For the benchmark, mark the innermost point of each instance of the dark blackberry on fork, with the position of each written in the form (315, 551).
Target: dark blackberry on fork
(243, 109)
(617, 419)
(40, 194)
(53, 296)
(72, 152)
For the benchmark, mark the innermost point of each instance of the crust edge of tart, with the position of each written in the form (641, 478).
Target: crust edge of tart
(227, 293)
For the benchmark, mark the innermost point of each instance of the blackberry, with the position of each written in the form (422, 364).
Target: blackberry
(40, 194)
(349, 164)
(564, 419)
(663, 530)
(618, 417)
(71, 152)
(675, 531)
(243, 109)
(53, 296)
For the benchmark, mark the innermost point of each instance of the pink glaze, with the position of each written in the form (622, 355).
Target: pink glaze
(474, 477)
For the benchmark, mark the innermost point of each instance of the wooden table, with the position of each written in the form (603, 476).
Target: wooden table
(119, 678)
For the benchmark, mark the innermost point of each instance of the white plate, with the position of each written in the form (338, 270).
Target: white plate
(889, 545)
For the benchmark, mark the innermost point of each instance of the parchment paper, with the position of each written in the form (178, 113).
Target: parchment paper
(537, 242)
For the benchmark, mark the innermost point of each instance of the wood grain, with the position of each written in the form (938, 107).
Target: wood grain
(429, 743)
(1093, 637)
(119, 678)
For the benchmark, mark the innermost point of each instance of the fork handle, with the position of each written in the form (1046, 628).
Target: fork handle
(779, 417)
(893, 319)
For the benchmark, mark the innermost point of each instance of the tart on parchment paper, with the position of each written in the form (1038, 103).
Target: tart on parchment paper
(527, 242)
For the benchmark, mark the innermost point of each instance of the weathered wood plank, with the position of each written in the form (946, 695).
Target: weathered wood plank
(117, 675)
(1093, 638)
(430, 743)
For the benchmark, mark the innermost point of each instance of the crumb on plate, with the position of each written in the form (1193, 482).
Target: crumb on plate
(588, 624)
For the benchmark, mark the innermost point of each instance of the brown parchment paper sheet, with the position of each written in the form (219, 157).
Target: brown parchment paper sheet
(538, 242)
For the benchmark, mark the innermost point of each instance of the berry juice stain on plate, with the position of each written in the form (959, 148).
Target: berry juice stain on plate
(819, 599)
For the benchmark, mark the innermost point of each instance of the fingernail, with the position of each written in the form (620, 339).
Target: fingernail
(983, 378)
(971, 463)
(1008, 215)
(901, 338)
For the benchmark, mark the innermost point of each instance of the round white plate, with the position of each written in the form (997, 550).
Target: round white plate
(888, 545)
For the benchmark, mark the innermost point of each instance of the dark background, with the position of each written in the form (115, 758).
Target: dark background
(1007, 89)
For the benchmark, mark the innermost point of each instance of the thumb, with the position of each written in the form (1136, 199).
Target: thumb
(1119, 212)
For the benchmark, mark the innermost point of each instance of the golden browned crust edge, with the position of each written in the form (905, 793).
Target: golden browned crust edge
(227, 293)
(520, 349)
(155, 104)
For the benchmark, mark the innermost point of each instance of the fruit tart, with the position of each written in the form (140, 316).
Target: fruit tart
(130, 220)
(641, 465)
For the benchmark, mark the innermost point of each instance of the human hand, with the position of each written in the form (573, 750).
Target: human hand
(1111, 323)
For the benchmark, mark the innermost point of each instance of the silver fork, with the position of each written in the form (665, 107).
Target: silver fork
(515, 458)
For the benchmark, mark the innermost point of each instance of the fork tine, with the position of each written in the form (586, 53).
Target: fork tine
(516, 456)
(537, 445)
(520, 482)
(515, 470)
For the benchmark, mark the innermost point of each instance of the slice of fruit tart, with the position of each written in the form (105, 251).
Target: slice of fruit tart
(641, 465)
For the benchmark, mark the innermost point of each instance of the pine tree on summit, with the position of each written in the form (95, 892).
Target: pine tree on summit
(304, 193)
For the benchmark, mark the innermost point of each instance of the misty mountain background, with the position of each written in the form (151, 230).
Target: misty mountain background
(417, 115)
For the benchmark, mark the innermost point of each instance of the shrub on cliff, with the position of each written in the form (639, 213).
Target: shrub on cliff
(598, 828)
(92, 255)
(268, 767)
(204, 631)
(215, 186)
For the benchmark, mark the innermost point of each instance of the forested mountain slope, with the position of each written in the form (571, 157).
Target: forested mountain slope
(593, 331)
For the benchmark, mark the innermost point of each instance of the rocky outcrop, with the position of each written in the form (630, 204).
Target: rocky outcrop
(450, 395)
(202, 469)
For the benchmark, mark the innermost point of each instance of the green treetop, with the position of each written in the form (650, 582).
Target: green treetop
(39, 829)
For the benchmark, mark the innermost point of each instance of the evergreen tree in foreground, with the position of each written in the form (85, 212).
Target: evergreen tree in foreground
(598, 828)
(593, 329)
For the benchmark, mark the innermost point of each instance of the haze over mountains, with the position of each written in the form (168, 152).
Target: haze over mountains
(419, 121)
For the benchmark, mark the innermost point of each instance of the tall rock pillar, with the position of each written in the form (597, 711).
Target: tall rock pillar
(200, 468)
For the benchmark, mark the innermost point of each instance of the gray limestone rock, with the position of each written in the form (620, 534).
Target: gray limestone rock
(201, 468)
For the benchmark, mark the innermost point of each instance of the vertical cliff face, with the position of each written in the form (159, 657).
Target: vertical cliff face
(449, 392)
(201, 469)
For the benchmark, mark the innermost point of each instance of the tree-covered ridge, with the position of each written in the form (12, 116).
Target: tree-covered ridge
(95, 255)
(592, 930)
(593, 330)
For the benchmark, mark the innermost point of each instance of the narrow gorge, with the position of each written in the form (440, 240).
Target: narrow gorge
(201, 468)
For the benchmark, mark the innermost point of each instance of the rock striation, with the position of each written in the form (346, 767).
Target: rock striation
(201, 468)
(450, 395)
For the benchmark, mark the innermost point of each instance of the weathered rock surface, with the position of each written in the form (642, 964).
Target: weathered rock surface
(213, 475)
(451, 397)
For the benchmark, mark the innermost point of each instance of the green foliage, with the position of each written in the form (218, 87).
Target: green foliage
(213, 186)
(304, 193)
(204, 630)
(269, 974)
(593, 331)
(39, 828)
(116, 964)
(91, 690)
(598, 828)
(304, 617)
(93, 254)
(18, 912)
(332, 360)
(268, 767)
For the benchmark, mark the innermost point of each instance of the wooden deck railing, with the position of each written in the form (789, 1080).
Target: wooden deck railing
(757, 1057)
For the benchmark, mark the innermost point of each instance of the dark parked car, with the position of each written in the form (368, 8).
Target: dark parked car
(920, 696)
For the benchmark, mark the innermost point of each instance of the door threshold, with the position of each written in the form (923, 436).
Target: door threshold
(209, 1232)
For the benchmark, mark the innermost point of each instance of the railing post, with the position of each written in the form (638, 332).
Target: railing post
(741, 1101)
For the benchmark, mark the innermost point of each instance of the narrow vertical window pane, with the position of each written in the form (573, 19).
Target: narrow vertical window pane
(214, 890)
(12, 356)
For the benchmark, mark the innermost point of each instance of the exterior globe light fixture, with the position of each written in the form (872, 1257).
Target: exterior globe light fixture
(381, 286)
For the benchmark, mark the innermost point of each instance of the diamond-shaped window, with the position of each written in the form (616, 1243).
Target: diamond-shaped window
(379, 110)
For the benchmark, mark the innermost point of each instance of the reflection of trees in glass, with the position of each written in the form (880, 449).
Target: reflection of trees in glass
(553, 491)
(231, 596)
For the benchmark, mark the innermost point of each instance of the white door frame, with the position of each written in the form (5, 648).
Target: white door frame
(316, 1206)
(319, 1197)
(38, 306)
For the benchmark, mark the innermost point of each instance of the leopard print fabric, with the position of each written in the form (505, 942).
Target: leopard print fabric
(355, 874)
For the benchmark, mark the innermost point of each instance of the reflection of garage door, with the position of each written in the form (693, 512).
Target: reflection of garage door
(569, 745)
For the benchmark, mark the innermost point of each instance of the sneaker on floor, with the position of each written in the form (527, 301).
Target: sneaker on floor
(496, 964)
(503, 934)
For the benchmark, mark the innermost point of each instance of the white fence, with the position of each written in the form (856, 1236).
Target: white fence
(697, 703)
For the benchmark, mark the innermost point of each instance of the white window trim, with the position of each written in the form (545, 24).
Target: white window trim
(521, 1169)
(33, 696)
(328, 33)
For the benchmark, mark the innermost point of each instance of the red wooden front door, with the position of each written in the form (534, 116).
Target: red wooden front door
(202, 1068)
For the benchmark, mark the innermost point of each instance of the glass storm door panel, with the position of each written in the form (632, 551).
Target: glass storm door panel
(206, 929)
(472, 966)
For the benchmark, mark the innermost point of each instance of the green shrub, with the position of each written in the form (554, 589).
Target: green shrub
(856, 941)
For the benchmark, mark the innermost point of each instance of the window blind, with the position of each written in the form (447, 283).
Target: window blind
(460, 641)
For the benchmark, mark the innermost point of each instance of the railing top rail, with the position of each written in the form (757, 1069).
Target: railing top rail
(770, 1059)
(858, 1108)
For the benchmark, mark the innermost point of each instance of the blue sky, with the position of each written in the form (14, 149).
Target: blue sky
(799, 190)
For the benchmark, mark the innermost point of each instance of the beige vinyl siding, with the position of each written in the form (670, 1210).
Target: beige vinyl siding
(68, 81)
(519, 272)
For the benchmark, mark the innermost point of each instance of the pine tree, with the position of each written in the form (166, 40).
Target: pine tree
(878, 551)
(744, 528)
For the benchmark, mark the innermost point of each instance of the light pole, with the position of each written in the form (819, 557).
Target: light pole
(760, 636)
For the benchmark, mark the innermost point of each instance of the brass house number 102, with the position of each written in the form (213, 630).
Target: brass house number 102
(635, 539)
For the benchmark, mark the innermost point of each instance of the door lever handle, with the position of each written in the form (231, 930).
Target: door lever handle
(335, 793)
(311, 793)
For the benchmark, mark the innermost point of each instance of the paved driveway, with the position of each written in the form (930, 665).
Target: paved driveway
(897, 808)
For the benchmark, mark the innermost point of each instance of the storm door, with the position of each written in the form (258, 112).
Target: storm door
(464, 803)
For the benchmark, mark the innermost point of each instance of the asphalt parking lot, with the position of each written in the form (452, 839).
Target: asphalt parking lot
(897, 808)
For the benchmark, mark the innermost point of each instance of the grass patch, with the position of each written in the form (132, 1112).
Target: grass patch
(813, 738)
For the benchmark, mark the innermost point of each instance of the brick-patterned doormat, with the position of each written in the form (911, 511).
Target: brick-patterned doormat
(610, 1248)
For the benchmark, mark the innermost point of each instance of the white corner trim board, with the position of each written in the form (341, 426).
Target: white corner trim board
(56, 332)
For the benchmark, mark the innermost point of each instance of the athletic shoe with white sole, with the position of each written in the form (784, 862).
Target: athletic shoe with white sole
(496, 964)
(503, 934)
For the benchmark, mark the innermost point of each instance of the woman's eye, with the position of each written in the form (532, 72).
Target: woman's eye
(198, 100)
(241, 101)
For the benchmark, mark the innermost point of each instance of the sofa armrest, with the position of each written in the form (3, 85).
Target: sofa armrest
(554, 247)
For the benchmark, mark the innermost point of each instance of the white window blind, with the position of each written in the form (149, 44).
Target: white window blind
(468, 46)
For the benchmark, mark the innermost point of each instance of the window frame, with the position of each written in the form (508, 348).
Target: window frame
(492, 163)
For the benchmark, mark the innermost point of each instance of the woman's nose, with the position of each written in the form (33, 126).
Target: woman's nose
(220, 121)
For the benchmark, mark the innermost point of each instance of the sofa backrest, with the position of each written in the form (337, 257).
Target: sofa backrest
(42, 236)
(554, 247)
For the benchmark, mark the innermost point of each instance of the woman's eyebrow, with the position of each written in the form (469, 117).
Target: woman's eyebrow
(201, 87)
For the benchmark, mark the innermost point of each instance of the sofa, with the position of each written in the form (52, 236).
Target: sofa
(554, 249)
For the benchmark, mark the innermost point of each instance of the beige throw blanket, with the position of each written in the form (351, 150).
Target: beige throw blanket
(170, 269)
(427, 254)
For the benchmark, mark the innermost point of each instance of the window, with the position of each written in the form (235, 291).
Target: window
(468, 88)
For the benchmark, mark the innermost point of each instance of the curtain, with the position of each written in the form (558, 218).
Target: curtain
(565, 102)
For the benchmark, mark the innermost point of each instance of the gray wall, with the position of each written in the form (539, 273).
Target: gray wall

> [EXERCISE AIM] Could you copy the items between the line containing "form (558, 218)." and the end of the items, inclusive, keeping every line including the requests, but offsetting each coordinate in the answers by -136? The numbers in the requests, including their sample forms, stay as they are.

> [COMPLETED EXERCISE]
For the benchmark, mark the innermost point of each instance of the curtain, with the position of each written in the form (558, 218).
Target: curtain
(429, -34)
For the benchmark, mark the innermost point of each instance of the gray wall, with the position of each written in the form (539, 273).
Target: gray wall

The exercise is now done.